- _Work request_: Look through the lines below and extract each one that contains "plastic".

Data extracts START

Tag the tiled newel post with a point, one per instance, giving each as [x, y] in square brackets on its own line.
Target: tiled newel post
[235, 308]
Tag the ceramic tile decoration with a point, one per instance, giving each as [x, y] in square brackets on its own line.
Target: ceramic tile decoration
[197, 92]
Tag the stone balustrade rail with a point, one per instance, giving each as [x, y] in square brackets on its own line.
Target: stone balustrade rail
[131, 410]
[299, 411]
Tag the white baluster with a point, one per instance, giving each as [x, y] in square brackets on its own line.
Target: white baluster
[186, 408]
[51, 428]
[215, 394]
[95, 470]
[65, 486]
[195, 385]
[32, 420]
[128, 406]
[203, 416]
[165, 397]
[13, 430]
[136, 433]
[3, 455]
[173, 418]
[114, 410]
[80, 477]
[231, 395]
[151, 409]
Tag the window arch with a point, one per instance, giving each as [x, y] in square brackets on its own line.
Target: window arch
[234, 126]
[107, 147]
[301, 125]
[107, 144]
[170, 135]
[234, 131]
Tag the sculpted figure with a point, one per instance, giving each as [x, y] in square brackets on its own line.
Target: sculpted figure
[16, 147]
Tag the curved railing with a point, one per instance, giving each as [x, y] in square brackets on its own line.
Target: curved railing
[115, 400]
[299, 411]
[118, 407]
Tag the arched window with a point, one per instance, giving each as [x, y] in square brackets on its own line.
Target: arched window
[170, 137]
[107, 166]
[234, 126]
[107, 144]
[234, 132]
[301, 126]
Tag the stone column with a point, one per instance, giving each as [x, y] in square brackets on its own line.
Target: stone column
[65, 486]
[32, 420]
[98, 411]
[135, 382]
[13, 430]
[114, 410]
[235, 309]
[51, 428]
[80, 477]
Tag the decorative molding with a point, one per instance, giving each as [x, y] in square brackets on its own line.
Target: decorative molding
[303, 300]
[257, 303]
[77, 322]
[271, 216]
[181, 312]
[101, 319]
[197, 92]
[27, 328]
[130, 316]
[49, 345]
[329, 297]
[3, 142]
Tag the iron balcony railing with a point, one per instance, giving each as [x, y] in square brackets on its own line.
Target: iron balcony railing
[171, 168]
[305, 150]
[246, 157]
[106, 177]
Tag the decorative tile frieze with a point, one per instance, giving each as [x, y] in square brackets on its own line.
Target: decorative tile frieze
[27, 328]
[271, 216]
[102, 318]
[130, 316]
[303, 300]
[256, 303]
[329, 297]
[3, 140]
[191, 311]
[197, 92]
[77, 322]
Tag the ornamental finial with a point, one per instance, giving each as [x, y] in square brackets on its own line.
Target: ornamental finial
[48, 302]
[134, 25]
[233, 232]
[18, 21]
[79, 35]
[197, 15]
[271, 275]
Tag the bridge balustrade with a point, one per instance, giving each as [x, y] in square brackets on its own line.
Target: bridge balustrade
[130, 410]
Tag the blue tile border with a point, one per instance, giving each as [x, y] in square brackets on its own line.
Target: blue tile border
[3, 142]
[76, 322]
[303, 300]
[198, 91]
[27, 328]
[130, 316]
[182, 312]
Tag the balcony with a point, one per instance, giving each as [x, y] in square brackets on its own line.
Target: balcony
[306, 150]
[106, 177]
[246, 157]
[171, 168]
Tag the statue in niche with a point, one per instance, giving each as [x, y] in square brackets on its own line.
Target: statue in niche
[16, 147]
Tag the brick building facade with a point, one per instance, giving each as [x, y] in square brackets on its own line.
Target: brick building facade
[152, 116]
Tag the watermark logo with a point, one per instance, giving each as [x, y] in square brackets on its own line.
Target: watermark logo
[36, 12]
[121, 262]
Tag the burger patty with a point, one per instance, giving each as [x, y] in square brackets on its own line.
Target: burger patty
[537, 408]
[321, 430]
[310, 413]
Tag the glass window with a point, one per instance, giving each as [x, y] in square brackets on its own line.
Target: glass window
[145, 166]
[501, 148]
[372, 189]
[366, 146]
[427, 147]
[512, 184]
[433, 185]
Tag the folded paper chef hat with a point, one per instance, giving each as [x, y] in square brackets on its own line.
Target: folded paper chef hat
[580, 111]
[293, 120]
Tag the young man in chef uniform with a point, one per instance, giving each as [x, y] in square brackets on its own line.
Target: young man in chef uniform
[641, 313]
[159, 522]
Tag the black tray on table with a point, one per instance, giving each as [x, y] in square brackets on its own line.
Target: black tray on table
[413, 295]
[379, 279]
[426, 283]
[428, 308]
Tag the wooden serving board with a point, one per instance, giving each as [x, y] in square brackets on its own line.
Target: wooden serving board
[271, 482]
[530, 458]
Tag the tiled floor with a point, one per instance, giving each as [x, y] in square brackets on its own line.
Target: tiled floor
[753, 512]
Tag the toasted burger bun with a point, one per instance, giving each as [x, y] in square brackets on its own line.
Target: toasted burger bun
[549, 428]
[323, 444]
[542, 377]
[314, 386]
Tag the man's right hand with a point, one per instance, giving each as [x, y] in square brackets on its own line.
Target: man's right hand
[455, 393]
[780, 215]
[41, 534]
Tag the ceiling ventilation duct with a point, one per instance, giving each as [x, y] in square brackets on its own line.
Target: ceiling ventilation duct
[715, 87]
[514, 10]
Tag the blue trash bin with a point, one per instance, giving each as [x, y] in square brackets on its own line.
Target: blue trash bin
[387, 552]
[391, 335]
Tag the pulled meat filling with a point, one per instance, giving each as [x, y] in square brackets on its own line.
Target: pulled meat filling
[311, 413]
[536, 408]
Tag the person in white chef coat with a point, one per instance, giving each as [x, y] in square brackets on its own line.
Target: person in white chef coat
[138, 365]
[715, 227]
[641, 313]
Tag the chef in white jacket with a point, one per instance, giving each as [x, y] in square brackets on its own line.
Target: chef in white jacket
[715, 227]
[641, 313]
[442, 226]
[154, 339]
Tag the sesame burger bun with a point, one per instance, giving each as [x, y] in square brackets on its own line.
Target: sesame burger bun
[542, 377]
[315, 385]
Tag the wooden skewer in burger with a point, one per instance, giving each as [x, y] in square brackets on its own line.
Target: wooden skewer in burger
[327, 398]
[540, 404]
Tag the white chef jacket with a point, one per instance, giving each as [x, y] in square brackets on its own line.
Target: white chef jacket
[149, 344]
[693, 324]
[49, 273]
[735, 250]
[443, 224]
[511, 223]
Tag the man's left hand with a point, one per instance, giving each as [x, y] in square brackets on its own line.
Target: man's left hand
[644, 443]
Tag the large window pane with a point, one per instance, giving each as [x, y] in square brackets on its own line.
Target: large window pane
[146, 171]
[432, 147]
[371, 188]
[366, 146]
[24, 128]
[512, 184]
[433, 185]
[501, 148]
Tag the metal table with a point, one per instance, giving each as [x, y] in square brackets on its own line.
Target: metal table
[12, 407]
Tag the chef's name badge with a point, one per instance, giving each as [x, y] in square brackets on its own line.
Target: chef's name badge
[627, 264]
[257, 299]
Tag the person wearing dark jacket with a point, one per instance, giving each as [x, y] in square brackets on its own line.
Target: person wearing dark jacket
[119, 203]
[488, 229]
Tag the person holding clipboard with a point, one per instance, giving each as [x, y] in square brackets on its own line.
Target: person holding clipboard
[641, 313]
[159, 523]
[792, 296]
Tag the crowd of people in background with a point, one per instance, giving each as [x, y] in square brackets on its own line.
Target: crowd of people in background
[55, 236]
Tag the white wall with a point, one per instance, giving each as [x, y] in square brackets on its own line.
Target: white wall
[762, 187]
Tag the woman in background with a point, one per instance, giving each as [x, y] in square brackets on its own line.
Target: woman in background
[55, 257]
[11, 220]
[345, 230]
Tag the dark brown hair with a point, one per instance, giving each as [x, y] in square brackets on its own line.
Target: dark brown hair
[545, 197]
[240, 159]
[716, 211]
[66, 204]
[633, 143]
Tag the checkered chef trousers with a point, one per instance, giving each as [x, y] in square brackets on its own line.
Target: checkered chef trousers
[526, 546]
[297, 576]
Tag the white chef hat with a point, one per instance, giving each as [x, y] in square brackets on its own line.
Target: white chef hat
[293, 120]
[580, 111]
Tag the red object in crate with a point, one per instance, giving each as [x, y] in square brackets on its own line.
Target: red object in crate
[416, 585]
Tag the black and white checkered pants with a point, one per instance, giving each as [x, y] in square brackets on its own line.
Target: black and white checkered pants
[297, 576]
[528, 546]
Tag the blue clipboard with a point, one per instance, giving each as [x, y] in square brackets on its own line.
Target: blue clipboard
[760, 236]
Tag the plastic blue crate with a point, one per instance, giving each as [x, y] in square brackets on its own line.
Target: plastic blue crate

Data extracts END

- _Expected answer_:
Tag the plastic blue crate with a point, one per instance, giving each as [x, y] in square brackets on its own line.
Target: plastic blue crate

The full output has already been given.